Son kullanma tarihi dolan ve artık uzatmaları oynayan bitik soytarı cehaletinin ne kadar derin olduğunu ispatlayarak aptalca şeyler yazmaya devam ediyor. İki gün önce bana küfrederken benim zıddım olarak Etyen Mahçupyan ve Ali Bayramoğlu gibi kıymetli aydınların ismini zikretmiş. Aslında bu iki entelektüelin de itibarını kasten azaltmaya çalışıyor onlardan olumlu bahsederek. Bu iki ismi kendi gibi kirletmeye çalışıyor. Aydın Doğan’ın soytarısına göre AK Parti cephesinde benim gibiler yüzünden Bayramoğlu ve Mahçupyan gibiler dışlanıyormuş. Be cahil adam biraz kültürün olsa yeni çıkan kitapları takip etsen benim genel yayın yönetmeni olduğum Profil Yayınevi’nden bu sene üç tane Etyen Mahçupyan kitabı çıktığını görürdün. İnşallah bu sezon da değerli ağabeyim Ali Bayramoğlu’nun kitaplarını basacağız. Sen cahil olduğun için entelektüel yayıncılık dünyasını takip etmezsin...

» **Malzeme**
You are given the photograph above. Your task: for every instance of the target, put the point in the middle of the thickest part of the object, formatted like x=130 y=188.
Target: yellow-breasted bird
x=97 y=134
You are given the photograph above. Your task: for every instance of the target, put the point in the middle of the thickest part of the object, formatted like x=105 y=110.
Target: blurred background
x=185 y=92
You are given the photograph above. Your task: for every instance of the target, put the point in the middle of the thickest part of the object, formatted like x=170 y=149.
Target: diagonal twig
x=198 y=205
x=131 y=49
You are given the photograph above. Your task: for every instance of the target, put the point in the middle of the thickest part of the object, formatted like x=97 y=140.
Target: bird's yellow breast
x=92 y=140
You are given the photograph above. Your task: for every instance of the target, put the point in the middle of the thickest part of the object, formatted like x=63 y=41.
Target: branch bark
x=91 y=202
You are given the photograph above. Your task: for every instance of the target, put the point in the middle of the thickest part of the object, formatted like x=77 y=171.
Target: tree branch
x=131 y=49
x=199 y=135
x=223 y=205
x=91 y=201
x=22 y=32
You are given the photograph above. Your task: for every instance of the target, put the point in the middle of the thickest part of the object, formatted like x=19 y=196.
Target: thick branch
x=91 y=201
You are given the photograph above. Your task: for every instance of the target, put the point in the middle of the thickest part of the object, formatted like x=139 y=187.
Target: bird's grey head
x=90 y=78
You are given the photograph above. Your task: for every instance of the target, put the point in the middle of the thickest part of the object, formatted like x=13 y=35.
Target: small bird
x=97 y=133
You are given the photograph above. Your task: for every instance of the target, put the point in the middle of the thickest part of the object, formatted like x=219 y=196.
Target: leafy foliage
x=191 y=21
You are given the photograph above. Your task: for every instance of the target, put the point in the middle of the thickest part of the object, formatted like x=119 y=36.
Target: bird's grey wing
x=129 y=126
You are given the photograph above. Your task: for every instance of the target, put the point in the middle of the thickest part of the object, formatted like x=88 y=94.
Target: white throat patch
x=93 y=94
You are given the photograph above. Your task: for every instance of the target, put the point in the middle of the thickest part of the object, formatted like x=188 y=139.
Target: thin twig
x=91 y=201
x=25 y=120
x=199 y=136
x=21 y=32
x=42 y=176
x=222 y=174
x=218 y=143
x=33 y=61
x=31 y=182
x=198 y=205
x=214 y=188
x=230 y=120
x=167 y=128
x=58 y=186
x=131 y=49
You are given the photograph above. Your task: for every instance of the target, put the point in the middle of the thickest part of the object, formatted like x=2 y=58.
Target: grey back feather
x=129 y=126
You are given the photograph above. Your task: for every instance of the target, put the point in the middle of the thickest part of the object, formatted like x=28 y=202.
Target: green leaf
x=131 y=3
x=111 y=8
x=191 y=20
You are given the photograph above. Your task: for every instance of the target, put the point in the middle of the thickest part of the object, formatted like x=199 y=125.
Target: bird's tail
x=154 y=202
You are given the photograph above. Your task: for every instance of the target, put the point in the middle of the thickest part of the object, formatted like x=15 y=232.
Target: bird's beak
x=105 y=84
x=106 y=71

» **Hedefiniz**
Aşağıdaki üç ifadenin alıntıyla uyuşup uyuşmadığını belirtin. Her biri için evet ya da hayır yazın ve alıntıdaki belirleyici sözleri aynen aktarın.
1. Yazar, Profil Yayınevi'nin genel yayın yönetmenidir.
2. Profil Yayınevi'nden bu sene iki Etyen Mahçupyan kitabı çıkmıştır.
3. Ali Bayramoğlu'nun kitapları Profil Yayınevi tarafından basılmış durumdadır.

» **Tamamlanan görev**
1. Evet: "benim genel yayın yönetmeni olduğum Profil Yayınevi’nden"
2. Hayır: "bu sene üç tane Etyen Mahçupyan kitabı çıktığını görürdün"
3. Hayır: "İnşallah bu sezon da değerli ağabeyim Ali Bayramoğlu’nun kitaplarını basacağız."